[WHAT YOU WILL DO] Reproduce the lines of the stored records below, starting with the line containing "Task: indicate one point on every instance of the handbag" and continuing through the end of the stored records. Replace every "pixel coordinates" with "x-y coordinates" and leave everything else unchanged.

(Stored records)
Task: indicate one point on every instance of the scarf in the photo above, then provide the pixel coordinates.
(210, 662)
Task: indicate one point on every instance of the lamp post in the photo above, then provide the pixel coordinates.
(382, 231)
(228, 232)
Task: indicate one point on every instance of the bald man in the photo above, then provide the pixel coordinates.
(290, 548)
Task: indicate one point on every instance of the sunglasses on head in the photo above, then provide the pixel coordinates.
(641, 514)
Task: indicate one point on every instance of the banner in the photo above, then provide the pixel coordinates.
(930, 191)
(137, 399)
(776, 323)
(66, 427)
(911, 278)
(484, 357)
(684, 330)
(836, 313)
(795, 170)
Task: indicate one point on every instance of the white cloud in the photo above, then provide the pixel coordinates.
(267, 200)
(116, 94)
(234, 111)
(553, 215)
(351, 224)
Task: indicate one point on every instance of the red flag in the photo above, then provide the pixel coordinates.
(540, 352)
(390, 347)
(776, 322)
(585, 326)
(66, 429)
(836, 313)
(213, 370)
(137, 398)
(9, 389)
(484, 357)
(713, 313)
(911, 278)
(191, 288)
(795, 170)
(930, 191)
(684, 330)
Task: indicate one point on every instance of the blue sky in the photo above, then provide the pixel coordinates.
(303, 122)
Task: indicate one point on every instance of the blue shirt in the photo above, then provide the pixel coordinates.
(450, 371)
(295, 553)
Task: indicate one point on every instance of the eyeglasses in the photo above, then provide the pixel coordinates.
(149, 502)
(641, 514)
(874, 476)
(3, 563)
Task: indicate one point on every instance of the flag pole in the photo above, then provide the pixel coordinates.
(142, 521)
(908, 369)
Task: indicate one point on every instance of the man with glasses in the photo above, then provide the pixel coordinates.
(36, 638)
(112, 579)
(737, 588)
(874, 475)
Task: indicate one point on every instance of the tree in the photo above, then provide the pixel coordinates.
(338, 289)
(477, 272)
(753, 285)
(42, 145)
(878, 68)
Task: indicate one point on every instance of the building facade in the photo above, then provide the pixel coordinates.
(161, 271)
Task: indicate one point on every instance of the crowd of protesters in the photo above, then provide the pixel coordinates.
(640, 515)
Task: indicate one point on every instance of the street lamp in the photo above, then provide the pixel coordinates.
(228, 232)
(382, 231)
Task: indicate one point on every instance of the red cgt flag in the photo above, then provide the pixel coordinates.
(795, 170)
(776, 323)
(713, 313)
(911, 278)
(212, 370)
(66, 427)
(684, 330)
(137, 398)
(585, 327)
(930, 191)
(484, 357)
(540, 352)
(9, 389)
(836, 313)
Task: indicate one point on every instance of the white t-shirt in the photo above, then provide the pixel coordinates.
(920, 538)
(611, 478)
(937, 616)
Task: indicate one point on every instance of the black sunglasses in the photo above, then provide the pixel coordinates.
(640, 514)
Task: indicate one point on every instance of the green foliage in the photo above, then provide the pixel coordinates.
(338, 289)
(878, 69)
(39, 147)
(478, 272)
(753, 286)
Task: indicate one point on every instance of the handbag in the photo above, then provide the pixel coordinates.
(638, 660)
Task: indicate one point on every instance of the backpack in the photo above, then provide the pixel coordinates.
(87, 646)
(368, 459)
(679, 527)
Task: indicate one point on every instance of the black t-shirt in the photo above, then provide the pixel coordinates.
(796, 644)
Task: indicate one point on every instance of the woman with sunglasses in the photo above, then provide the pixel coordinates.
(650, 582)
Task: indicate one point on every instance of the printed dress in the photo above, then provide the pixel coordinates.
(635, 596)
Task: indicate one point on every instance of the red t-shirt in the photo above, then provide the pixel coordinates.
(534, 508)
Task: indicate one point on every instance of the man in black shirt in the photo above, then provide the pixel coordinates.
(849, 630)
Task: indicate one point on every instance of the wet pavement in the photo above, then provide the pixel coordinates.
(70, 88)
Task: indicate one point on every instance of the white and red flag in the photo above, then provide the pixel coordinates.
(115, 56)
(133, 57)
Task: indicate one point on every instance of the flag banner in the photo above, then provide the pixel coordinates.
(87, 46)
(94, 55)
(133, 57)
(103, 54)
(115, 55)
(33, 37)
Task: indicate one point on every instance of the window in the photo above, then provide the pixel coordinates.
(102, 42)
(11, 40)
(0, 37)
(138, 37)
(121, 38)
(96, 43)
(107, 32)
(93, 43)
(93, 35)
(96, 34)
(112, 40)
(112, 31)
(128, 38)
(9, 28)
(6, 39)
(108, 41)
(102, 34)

[COMPLETED EXERCISE]
Task: indicate one point on every instance of the handbag in the photo above, then provide the x-y coordinates.
(638, 660)
Task: indicate one point on every instance of the backpack in the photo above, then provide the x-y coordinates.
(87, 646)
(368, 459)
(679, 527)
Task: indicate one point on every instance of the black t-shirt in the photo above, then provide the x-y coordinates.
(796, 644)
Task: indicate one point on every instance of the woman with sunglasses in the photo above, then provide the x-y coordinates.
(650, 582)
Task: indicate one point on every instance of the printed dress in the photo above, then provide the x-y coordinates.
(635, 596)
Task: indicate one point on every instance of the red t-shirt in the photo above, then provide the x-y coordinates.
(534, 508)
Task: indicate one point on every instance of the man in black shirt in the photo above, then provide the x-y coordinates.
(849, 630)
Task: indicate one point on every instance of the wet pavement in the photo above, then provide the x-y coordinates.
(70, 88)
Task: indicate one point on every instance of the white and red flag in the photo above, then provide the x-y coordinates.
(115, 56)
(133, 57)
Task: indicate one point on every instance of the flag banner in the photo above, then provide the x-y coordinates.
(87, 46)
(94, 55)
(133, 57)
(103, 54)
(115, 55)
(33, 37)
Task: indicate one point on every instance of the window in the photo above, then provide the x-y coordinates.
(102, 42)
(11, 40)
(0, 37)
(138, 37)
(121, 38)
(96, 43)
(107, 32)
(93, 43)
(93, 35)
(96, 34)
(112, 40)
(112, 31)
(128, 38)
(9, 28)
(6, 39)
(108, 41)
(102, 34)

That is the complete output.